§ Work request:
Word for word, reproduce the records, keeping none of the pictures.

§ Input material:
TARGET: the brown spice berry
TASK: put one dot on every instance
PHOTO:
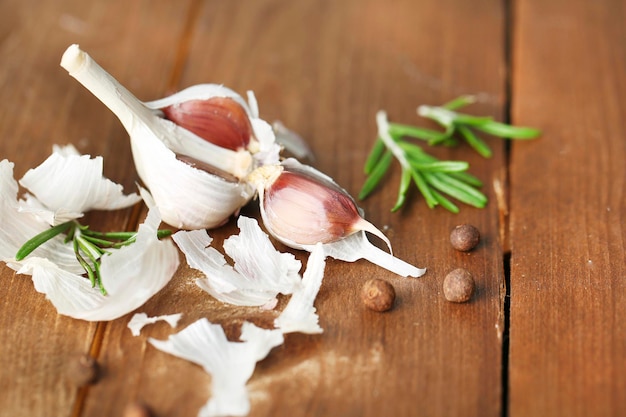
(82, 370)
(458, 286)
(464, 237)
(137, 409)
(378, 294)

§ Response to the exercise:
TARGET: the brown spice berry
TASK: put one dot on every instance
PHOTO:
(82, 370)
(458, 286)
(464, 237)
(137, 409)
(378, 294)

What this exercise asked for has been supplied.